TUJUAN TUGAS ->
Tolong ubah hanya baris-baris entri, mulai dari awal entri sampai dengan baris yang memuat "M108 113L109 113L111", menjadi daftar JSON berisi string, satu string untuk setiap baris dan tanpa baris kosong.

DATA TUGAS ->
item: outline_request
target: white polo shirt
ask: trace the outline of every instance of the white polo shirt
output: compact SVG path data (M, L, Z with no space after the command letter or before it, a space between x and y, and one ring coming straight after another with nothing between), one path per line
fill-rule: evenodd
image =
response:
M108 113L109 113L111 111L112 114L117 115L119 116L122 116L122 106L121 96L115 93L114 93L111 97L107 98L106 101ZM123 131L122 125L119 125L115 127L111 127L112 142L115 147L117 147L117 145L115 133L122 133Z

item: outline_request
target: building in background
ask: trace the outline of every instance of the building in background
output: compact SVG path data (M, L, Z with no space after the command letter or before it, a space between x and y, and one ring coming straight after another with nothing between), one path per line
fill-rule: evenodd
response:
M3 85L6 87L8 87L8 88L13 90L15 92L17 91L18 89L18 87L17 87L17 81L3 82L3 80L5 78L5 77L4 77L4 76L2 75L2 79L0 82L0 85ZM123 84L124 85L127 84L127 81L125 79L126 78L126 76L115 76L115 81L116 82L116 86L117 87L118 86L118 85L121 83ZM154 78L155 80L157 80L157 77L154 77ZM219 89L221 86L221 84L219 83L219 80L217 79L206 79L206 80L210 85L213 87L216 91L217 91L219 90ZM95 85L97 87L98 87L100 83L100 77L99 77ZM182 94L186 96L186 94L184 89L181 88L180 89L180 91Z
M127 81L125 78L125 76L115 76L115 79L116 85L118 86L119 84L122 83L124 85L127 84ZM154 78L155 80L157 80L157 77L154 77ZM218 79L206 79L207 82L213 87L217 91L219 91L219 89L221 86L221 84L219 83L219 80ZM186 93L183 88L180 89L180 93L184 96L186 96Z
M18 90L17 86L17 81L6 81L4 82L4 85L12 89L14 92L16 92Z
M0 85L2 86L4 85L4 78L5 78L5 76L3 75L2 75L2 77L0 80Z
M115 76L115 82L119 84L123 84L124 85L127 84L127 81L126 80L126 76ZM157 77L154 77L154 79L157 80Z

HASIL LATIHAN ->
[
  "item: outline_request",
  "target: white polo shirt",
  "ask: trace the outline of every instance of the white polo shirt",
  "output: compact SVG path data (M, L, Z with no space after the command letter or before it, a space between x and y, and one ring coming straight after another with nothing between), one path per line",
  "fill-rule: evenodd",
  "image =",
  "response:",
  "M108 113L109 113L111 111L112 114L117 115L119 116L122 116L122 106L121 96L115 93L114 93L111 97L107 98L106 101ZM123 131L122 125L119 125L115 127L111 127L112 142L115 147L117 147L117 145L115 133L122 133Z"
]